Data supplied below:

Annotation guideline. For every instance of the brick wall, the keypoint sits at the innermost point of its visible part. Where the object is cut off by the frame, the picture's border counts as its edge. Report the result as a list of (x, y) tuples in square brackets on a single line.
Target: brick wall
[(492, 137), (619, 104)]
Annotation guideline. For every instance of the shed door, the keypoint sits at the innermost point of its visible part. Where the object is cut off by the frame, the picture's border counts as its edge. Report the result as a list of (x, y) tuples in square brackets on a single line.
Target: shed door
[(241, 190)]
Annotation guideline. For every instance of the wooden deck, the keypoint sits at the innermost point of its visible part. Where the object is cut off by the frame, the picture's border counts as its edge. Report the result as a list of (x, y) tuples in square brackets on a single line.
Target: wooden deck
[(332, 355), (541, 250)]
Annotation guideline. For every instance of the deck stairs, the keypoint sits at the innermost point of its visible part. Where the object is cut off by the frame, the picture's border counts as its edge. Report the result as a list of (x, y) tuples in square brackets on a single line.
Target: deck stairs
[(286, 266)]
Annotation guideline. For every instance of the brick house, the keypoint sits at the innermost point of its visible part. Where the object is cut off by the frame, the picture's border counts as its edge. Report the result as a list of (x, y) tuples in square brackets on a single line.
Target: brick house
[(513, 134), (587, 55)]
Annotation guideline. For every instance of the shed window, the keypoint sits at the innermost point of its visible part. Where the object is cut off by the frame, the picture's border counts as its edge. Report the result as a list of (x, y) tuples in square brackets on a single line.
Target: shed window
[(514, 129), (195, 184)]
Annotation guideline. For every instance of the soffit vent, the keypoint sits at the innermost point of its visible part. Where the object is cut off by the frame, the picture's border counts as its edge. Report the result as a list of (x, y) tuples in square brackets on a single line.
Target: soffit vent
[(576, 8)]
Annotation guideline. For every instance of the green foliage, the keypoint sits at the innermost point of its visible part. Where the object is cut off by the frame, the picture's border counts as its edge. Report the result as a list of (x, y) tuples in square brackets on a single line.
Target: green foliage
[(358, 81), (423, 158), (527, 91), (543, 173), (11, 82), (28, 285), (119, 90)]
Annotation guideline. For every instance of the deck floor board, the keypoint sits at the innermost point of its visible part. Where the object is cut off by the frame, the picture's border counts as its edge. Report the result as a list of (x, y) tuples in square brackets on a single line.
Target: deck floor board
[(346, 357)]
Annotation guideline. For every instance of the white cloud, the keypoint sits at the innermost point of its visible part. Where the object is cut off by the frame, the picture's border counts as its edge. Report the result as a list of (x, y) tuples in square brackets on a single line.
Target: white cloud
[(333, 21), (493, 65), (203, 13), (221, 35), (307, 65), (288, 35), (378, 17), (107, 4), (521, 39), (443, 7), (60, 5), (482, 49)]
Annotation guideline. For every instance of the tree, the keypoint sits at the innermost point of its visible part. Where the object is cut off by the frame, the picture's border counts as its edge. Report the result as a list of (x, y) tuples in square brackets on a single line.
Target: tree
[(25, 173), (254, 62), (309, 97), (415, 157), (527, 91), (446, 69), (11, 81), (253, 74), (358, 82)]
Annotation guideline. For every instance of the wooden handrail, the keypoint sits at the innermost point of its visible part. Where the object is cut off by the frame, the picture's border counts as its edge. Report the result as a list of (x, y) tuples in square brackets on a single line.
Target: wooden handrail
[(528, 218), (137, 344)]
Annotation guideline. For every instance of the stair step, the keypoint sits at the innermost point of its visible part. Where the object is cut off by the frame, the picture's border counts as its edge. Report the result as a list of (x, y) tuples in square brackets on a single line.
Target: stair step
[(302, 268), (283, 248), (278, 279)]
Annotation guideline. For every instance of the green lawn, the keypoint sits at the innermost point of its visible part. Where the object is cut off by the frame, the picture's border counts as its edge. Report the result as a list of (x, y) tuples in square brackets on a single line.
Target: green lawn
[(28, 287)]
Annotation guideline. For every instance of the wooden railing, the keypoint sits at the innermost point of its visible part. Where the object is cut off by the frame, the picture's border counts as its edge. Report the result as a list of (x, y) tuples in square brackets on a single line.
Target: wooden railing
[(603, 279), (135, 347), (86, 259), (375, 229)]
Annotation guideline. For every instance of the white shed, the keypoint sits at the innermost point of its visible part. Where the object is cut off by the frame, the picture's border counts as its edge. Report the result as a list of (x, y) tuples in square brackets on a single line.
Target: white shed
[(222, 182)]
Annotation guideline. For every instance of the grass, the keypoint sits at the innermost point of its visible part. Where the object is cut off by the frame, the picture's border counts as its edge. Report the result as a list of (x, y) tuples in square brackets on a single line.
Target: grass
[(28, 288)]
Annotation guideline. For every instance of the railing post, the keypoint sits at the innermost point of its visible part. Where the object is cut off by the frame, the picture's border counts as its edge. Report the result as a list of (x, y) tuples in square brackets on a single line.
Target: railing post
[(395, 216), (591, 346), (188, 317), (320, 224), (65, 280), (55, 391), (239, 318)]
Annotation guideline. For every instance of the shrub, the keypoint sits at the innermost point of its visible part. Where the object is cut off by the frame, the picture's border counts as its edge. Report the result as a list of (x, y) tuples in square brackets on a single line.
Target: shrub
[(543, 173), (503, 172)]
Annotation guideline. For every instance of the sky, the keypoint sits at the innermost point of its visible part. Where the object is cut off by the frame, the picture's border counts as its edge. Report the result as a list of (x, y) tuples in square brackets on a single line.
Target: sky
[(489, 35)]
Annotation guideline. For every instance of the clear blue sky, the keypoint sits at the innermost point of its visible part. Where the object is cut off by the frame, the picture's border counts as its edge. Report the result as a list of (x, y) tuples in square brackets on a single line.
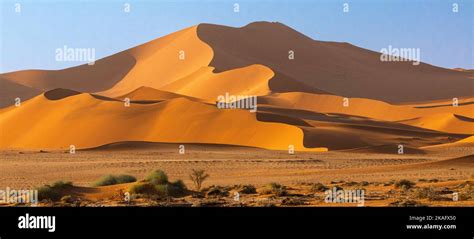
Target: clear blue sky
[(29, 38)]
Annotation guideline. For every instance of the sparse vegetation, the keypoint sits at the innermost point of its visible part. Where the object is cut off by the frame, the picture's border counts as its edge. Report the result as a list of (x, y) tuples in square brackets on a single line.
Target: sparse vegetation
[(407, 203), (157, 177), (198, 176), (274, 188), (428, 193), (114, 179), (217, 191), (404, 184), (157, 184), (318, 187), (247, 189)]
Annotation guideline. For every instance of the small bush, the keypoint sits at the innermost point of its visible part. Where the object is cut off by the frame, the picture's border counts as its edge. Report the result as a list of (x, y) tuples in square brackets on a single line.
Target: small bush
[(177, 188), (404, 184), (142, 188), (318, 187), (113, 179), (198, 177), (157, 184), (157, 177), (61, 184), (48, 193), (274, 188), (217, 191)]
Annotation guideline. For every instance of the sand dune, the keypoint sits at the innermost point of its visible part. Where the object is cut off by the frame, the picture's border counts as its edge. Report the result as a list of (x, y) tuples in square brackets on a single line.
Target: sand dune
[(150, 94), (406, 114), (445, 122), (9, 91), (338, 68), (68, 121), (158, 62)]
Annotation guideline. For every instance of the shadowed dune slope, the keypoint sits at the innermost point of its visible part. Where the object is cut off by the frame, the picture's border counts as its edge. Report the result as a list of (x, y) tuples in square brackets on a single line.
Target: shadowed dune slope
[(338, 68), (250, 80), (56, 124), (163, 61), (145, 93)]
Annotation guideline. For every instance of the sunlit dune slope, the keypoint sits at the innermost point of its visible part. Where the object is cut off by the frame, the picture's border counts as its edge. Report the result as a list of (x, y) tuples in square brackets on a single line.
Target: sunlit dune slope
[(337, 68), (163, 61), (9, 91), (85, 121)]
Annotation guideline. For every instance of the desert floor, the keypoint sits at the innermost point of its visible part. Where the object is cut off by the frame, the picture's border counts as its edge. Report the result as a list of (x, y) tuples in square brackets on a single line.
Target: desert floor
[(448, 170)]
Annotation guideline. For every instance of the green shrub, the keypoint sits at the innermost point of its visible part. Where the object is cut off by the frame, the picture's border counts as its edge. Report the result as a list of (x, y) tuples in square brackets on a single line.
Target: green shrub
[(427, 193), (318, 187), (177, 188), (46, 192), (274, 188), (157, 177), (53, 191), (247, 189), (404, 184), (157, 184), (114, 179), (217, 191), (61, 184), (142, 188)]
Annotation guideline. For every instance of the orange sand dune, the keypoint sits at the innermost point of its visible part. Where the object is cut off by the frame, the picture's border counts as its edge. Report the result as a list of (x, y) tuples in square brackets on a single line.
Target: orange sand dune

End of Data supplied.

Brief: Would you retype exactly the lines above, from the line with "Annotation guideline. For every instance of the shadowed" to the line with "Annotation guideline. For every instance of the green shrub, the", with both end lines kept and nothing more?

Exercise response:
Annotation guideline. For every instance of the shadowed dune slope, the keypoint sits at the innermost point of its visible part. Where the object is cut off by the frame, the picture's border counts as its edge. Report the result as a list of (x, y) tuples in square brackets on a single line.
Target: shadowed dune slope
[(338, 68), (250, 80), (56, 124), (163, 61), (145, 93)]
Annotation guideline. For every instance of the sunlit dune slope, the keypoint sits at the innermost point of its visible part. Where the object is cut off by the frame, the picture's border counts as its edge. Report the result as a list of (x, y) tuples in square brackets on a single line.
Target: sunlit dune slope
[(337, 68), (163, 61), (9, 91), (85, 121)]
Annotation guideline. For every instance of the desert floor, the keypoint sits at the innermost point of its visible part. Where the object is cut off by the frame, the picture's border counts as its edge. Report the result as a list of (x, y) tuples in square brackets on a single line.
Target: desert floor
[(448, 170)]
Annotation guideline. For every instance of the green shrub, the keypoint sits at the innermost point of its visible part. Where the object is cut off by the frame, the picture's border counts as its edge. Report the result as a list of (x, y) tuples in square brackets on a single line.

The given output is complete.